What you should do
Set out all the lines below as a Markdown table with the columns Row and Line text, numbering each row and skipping any blank lines. Do not include the pictures in your answer.

"""

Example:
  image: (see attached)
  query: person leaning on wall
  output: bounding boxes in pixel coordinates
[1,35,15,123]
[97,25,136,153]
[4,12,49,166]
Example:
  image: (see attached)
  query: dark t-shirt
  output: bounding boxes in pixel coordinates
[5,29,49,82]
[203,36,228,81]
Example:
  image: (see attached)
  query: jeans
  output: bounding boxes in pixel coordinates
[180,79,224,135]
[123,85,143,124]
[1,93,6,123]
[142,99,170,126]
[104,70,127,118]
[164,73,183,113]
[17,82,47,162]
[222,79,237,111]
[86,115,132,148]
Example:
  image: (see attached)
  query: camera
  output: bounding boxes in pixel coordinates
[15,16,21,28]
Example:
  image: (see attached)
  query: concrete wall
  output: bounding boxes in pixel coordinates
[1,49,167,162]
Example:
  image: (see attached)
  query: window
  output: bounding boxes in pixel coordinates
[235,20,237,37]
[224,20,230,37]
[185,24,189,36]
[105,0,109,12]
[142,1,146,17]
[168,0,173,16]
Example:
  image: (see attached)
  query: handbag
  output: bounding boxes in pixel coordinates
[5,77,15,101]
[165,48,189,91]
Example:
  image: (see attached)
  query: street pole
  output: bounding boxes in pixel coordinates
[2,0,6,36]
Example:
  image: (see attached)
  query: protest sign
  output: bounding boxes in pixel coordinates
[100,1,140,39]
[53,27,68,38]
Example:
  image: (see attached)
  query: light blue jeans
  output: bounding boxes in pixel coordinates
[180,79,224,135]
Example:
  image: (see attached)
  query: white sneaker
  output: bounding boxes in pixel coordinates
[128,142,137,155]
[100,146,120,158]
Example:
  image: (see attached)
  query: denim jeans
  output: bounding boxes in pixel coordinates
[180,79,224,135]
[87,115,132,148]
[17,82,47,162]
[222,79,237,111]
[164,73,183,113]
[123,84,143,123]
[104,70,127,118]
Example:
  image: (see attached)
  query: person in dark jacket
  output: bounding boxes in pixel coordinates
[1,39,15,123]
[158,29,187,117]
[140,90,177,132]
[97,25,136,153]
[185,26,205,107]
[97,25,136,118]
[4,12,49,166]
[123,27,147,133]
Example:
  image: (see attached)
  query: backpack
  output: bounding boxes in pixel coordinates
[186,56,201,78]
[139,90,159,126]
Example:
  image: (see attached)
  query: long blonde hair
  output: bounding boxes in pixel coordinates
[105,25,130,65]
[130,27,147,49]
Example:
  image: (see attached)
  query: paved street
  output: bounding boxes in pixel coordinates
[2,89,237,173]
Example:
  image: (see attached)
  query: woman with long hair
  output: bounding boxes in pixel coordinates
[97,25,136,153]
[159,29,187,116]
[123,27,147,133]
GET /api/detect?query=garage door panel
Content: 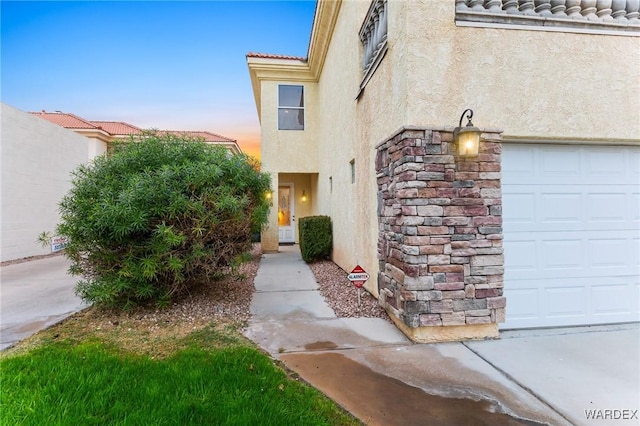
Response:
[542,281,587,319]
[585,192,632,223]
[502,144,640,328]
[505,288,540,322]
[504,230,640,280]
[574,147,628,178]
[538,192,584,227]
[501,275,640,329]
[591,277,637,320]
[538,146,581,176]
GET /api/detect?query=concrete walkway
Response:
[245,246,640,426]
[0,256,87,350]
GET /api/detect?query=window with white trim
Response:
[358,0,388,96]
[278,84,304,130]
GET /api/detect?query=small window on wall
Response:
[278,84,304,130]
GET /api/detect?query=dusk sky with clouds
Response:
[0,1,315,155]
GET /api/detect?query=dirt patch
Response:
[280,352,542,426]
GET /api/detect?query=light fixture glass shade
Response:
[457,126,480,157]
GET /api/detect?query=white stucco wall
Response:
[0,104,89,261]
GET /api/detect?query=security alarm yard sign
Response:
[347,265,369,288]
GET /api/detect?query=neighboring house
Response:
[247,0,640,341]
[30,110,113,160]
[31,111,242,159]
[0,104,90,262]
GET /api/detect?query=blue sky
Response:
[0,1,315,158]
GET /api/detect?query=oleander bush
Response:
[298,216,333,263]
[56,132,271,308]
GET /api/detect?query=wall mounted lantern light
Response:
[453,109,481,157]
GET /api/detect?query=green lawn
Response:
[0,327,360,426]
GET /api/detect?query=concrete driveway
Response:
[0,255,87,350]
[245,247,640,426]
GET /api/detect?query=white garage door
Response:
[502,143,640,329]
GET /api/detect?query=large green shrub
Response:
[298,216,333,263]
[57,132,270,307]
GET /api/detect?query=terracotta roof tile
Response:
[30,111,240,151]
[247,52,307,62]
[90,120,143,136]
[160,130,236,142]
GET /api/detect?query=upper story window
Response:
[278,84,304,130]
[360,0,388,92]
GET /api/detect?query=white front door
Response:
[278,183,296,243]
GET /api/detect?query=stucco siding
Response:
[0,104,89,261]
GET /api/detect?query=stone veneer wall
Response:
[376,127,506,341]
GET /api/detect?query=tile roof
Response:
[30,110,242,153]
[30,110,100,130]
[90,120,143,136]
[247,52,307,62]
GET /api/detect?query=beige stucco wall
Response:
[252,0,640,293]
[0,104,89,261]
[318,0,640,292]
[88,138,107,160]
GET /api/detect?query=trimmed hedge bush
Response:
[298,216,333,263]
[57,132,271,308]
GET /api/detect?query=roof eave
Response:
[247,0,342,121]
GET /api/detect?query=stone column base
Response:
[387,310,500,343]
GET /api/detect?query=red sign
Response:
[347,265,369,288]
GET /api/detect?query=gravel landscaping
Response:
[309,260,390,321]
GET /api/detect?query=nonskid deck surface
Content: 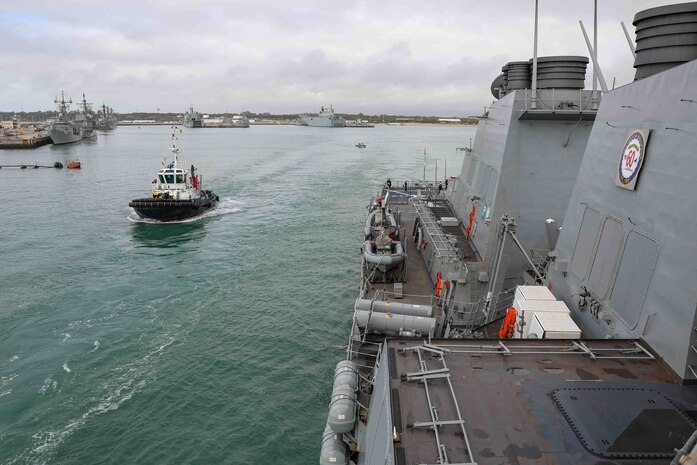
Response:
[385,339,697,465]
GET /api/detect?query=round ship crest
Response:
[617,131,646,185]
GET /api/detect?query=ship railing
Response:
[412,199,461,263]
[451,288,515,331]
[528,249,550,278]
[525,89,597,113]
[376,179,445,203]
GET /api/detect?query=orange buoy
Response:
[499,307,516,339]
[436,271,443,297]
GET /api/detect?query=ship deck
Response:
[364,187,477,305]
[386,339,697,465]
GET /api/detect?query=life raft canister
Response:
[499,307,516,339]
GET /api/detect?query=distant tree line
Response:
[0,111,477,124]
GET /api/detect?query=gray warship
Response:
[300,105,346,128]
[97,104,118,131]
[184,105,204,128]
[50,91,82,145]
[319,2,697,465]
[75,93,97,139]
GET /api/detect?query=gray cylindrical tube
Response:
[319,423,348,465]
[356,310,436,335]
[356,299,433,317]
[334,360,358,391]
[327,385,356,433]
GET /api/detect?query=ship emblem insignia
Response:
[615,129,649,190]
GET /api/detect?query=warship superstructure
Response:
[184,105,204,128]
[300,105,346,128]
[50,91,82,145]
[319,2,697,465]
[97,104,118,131]
[75,93,97,139]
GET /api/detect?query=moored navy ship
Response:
[75,93,97,139]
[300,105,346,128]
[319,3,697,465]
[128,128,218,221]
[184,105,204,128]
[50,91,82,145]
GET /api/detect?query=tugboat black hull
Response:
[128,191,218,221]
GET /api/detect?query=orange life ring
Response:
[465,205,477,237]
[499,307,516,339]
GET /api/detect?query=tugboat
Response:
[128,133,219,221]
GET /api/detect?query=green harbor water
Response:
[0,126,474,465]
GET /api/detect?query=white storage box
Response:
[514,300,571,338]
[440,216,460,227]
[526,312,581,339]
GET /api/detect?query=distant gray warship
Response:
[50,91,82,145]
[97,104,118,131]
[300,106,346,128]
[319,3,697,465]
[184,105,204,128]
[75,93,97,139]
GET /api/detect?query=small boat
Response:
[128,128,219,221]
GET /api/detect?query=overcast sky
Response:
[0,0,679,116]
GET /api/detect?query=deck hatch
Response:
[551,388,697,458]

"""

Answer to the exercise
| Row | Line text |
|---|---|
| 1 | Example: |
| 2 |   image: (see attached) |
| 3 |   query: person leaning on wall |
| 4 |   output: bounding boxes in pixel coordinates |
| 5 | [1,35,15,123] |
| 6 | [97,25,136,153] |
| 7 | [4,12,49,166] |
| 8 | Example: |
| 9 |   image: (see attached) |
| 10 |   query: dark t-shirt |
| 11 |   output: bounding boxes in pixel coordinates |
| 12 | [5,29,49,82] |
| 13 | [203,36,228,81] |
| 14 | Example: |
| 15 |   image: (see attached) |
| 16 |   query: jeans |
| 17 |   output: bounding boxes in pixel coordinates |
| 18 | [180,79,224,135] |
| 19 | [123,85,143,124] |
| 20 | [1,93,6,123] |
| 21 | [142,99,170,126] |
| 22 | [104,70,127,118] |
| 23 | [164,73,183,113] |
| 24 | [17,82,47,162] |
| 25 | [222,79,237,111] |
| 26 | [86,115,132,148] |
| 27 | Example: |
| 28 |   image: (see attached) |
| 29 |   query: camera |
| 30 |   output: bounding boxes in pixel coordinates |
| 31 | [15,16,21,28] |
| 32 | Example: |
| 33 |   image: (see attached) |
| 34 |   query: concrete wall |
| 35 |   output: bounding boxes in pixel coordinates |
| 36 | [1,49,167,162] |
| 37 | Example: |
| 38 |   image: (see attached) |
| 39 |   query: window |
| 40 |   output: bounding boxes in pixel coordinates |
| 41 | [235,20,237,37] |
| 42 | [224,20,230,37] |
| 43 | [185,24,189,36] |
| 44 | [105,0,109,12] |
| 45 | [142,1,146,17] |
| 46 | [168,0,173,16] |
| 47 | Example: |
| 48 |   image: (see attached) |
| 49 |   query: handbag |
| 50 |   output: bounding boxes in pixel coordinates |
| 51 | [5,77,15,101] |
| 52 | [165,48,189,91] |
| 53 | Example: |
| 54 |   image: (see attached) |
| 55 |   query: street pole |
| 56 |   output: bounding boxes in pixel coordinates |
| 57 | [2,0,6,36] |
| 58 | Example: |
| 59 |   image: (see attached) |
| 60 |   query: protest sign |
| 61 |   output: bounding boxes in pixel coordinates |
| 62 | [100,1,140,39] |
| 63 | [53,27,68,38] |
| 64 | Example: |
| 65 |   image: (see attached) |
| 66 |   query: light blue jeans |
| 67 |   output: bounding boxes in pixel coordinates |
| 68 | [180,79,224,135] |
| 69 | Example: |
| 70 |   image: (see attached) |
| 71 |   query: white sneaker |
| 72 |   output: bounding boxes in pixel coordinates |
| 73 | [128,142,137,155] |
| 74 | [100,146,120,158] |
| 75 | Example: |
| 76 |   image: (see attached) |
| 77 |   query: denim jeans |
| 78 |   output: bounding boxes in pixel coordinates |
| 79 | [180,79,224,135] |
| 80 | [87,115,132,148] |
| 81 | [17,82,47,162] |
| 82 | [222,79,237,111] |
| 83 | [164,73,183,113] |
| 84 | [123,84,143,123] |
| 85 | [104,70,127,118] |
| 86 | Example: |
| 87 |   image: (see attached) |
| 88 |   query: person in dark jacket |
| 89 |   output: bounding boxes in pixel coordinates |
| 90 | [1,39,15,123] |
| 91 | [158,29,187,117] |
| 92 | [140,90,177,132] |
| 93 | [97,25,136,153] |
| 94 | [185,26,205,107] |
| 95 | [97,25,136,118] |
| 96 | [4,12,49,166] |
| 97 | [123,27,147,133] |
| 98 | Example: |
| 99 |   image: (see attached) |
| 100 |   query: backpack |
| 101 |   output: bounding boxes in pixel coordinates |
| 102 | [186,56,201,78] |
| 103 | [139,90,159,126] |
| 104 | Example: |
| 105 |   image: (see attached) |
| 106 |   query: long blonde hair |
| 107 |   output: bounding boxes in pixel coordinates |
| 108 | [105,25,130,65] |
| 109 | [130,27,147,49] |
| 110 | Example: |
| 111 |   image: (see attached) |
| 112 |   query: paved street |
| 113 |   output: bounding boxes in pixel coordinates |
| 114 | [2,89,237,173] |
| 115 | Example: |
| 116 |   image: (see attached) |
| 117 |   query: woman with long hair |
| 118 |   output: bounding boxes in pixel coordinates |
| 119 | [97,25,136,153] |
| 120 | [159,29,187,116] |
| 121 | [123,27,147,133] |
| 122 | GET /api/detect?query=garage door panel |
| 123 | Content:  |
| 124 | Response: |
| 125 | [542,281,587,319] |
| 126 | [585,192,632,223] |
| 127 | [502,144,640,328] |
| 128 | [505,288,540,322] |
| 129 | [504,230,640,280] |
| 130 | [574,147,628,178] |
| 131 | [538,192,584,227] |
| 132 | [501,275,640,329] |
| 133 | [591,277,637,320] |
| 134 | [538,146,581,176] |
| 135 | GET /api/detect?query=concrete walkway |
| 136 | Response: |
| 137 | [245,246,640,426] |
| 138 | [0,256,87,350] |
| 139 | GET /api/detect?query=window with white trim |
| 140 | Response: |
| 141 | [358,0,388,96] |
| 142 | [278,84,304,130] |
| 143 | GET /api/detect?query=small window on wall |
| 144 | Response: |
| 145 | [278,84,304,130] |
| 146 | GET /api/detect?query=dusk sky with clouds |
| 147 | Response: |
| 148 | [0,1,315,155] |
| 149 | GET /api/detect?query=dirt patch |
| 150 | Response: |
| 151 | [280,352,542,426] |
| 152 | GET /api/detect?query=light fixture glass shade |
| 153 | Response: |
| 154 | [457,126,480,157] |
| 155 | GET /api/detect?query=white stucco wall |
| 156 | Response: |
| 157 | [0,104,89,261] |
| 158 | GET /api/detect?query=security alarm yard sign |
| 159 | Response: |
| 160 | [347,265,369,288] |
| 161 | GET /api/detect?query=neighboring house |
| 162 | Response: |
| 163 | [247,0,640,341] |
| 164 | [30,110,113,160] |
| 165 | [31,111,242,159] |
| 166 | [0,104,90,262] |
| 167 | GET /api/detect?query=blue sky |
| 168 | Response: |
| 169 | [0,1,315,158] |
| 170 | GET /api/detect?query=oleander bush |
| 171 | Response: |
| 172 | [298,216,333,263] |
| 173 | [56,132,271,308] |
| 174 | GET /api/detect?query=wall mounted lantern light |
| 175 | Response: |
| 176 | [453,109,481,157] |
| 177 | GET /api/detect?query=green lawn |
| 178 | Response: |
| 179 | [0,327,360,426] |
| 180 | GET /api/detect?query=concrete driveway |
| 181 | Response: |
| 182 | [0,255,87,350] |
| 183 | [245,247,640,426] |
| 184 | GET /api/detect?query=white garage door |
| 185 | Response: |
| 186 | [502,143,640,329] |
| 187 | GET /api/detect?query=large green shrub |
| 188 | Response: |
| 189 | [298,216,333,263] |
| 190 | [57,132,270,307] |
| 191 | GET /api/detect?query=terracotta roof tile |
| 192 | Response: |
| 193 | [30,111,240,151] |
| 194 | [247,52,307,62] |
| 195 | [90,120,143,136] |
| 196 | [160,130,236,142] |
| 197 | GET /api/detect?query=upper story window |
| 198 | Response: |
| 199 | [278,84,304,130] |
| 200 | [360,0,388,92] |
| 201 | GET /api/detect?query=white front door |
| 202 | Response: |
| 203 | [278,183,296,243] |
| 204 | GET /api/detect?query=stucco siding |
| 205 | Response: |
| 206 | [0,104,89,261] |
| 207 | GET /api/detect?query=stone veneer wall |
| 208 | Response: |
| 209 | [376,127,506,341] |
| 210 | GET /api/detect?query=tile roof |
| 211 | Response: |
| 212 | [30,110,242,153] |
| 213 | [30,110,100,130] |
| 214 | [90,120,143,136] |
| 215 | [247,52,307,62] |
| 216 | GET /api/detect?query=beige stucco wall |
| 217 | Response: |
| 218 | [252,0,640,293] |
| 219 | [0,104,89,261] |
| 220 | [318,0,640,292] |
| 221 | [88,138,107,160] |
| 222 | GET /api/detect?query=trimmed hedge bush |
| 223 | Response: |
| 224 | [298,216,333,263] |
| 225 | [57,132,271,308] |
| 226 | GET /api/detect?query=roof eave |
| 227 | Response: |
| 228 | [247,0,342,121] |
| 229 | GET /api/detect?query=stone column base |
| 230 | Response: |
| 231 | [387,310,500,343] |
| 232 | GET /api/detect?query=red sign |
| 233 | Response: |
| 234 | [347,265,369,288] |
| 235 | GET /api/detect?query=gravel landscaping |
| 236 | Response: |
| 237 | [309,260,390,321] |
| 238 | GET /api/detect?query=nonskid deck surface |
| 239 | Content:  |
| 240 | Response: |
| 241 | [385,339,697,465] |
| 242 | GET /api/detect?query=round ship crest |
| 243 | Response: |
| 244 | [617,131,646,185] |
| 245 | GET /api/detect?query=ship railing |
| 246 | Response: |
| 247 | [412,199,461,263] |
| 248 | [451,288,515,331] |
| 249 | [528,249,550,278] |
| 250 | [525,89,597,113] |
| 251 | [376,179,445,203] |
| 252 | GET /api/detect?query=orange buoy |
| 253 | Response: |
| 254 | [499,307,516,339] |
| 255 | [436,271,443,297] |
| 256 | GET /api/detect?query=ship deck |
| 257 | Response: |
| 258 | [364,187,477,305] |
| 259 | [386,339,697,465] |
| 260 | GET /api/detect?query=life raft canister |
| 261 | Response: |
| 262 | [499,307,516,339] |
| 263 | GET /api/detect?query=distant tree line |
| 264 | Response: |
| 265 | [0,111,477,124] |
| 266 | GET /api/detect?query=gray warship |
| 267 | Response: |
| 268 | [300,105,346,128] |
| 269 | [97,104,118,131] |
| 270 | [184,105,204,128] |
| 271 | [50,91,82,145] |
| 272 | [319,2,697,465] |
| 273 | [75,93,97,139] |
| 274 | GET /api/detect?query=gray cylindrical tube |
| 275 | Response: |
| 276 | [319,423,348,465] |
| 277 | [356,310,436,335] |
| 278 | [356,299,433,317] |
| 279 | [334,360,358,391] |
| 280 | [327,385,356,433] |
| 281 | GET /api/detect?query=ship emblem insignia |
| 282 | Response: |
| 283 | [615,129,649,190] |
| 284 | GET /api/detect?query=warship superstructure |
| 285 | Response: |
| 286 | [184,105,204,128] |
| 287 | [300,105,346,128] |
| 288 | [50,91,82,145] |
| 289 | [319,2,697,465] |
| 290 | [97,104,118,131] |
| 291 | [75,93,97,139] |
| 292 | GET /api/detect?query=moored navy ship |
| 293 | Response: |
| 294 | [75,93,97,139] |
| 295 | [300,105,346,128] |
| 296 | [319,3,697,465] |
| 297 | [128,128,218,221] |
| 298 | [184,105,204,128] |
| 299 | [50,91,82,145] |
| 300 | GET /api/detect?query=tugboat black hull |
| 301 | Response: |
| 302 | [128,191,218,221] |
| 303 | GET /api/detect?query=orange life ring |
| 304 | Response: |
| 305 | [465,205,477,237] |
| 306 | [499,307,516,339] |
| 307 | GET /api/detect?query=tugboat |
| 308 | Response: |
| 309 | [128,133,219,221] |
| 310 | GET /api/detect?query=green harbor water |
| 311 | Response: |
| 312 | [0,126,474,465] |
| 313 | GET /api/detect?query=white storage box |
| 314 | Response: |
| 315 | [514,300,571,338] |
| 316 | [440,216,460,227] |
| 317 | [526,312,581,339] |
| 318 | GET /api/detect?query=distant gray warship |
| 319 | Response: |
| 320 | [50,91,82,145] |
| 321 | [97,104,118,131] |
| 322 | [300,106,346,128] |
| 323 | [319,3,697,465] |
| 324 | [184,105,204,128] |
| 325 | [75,93,97,139] |
| 326 | GET /api/detect?query=small boat |
| 327 | Response: |
| 328 | [128,128,219,221] |
| 329 | GET /api/detect?query=overcast sky |
| 330 | Response: |
| 331 | [0,0,679,116] |
| 332 | GET /api/detect?query=deck hatch |
| 333 | Response: |
| 334 | [551,388,697,458] |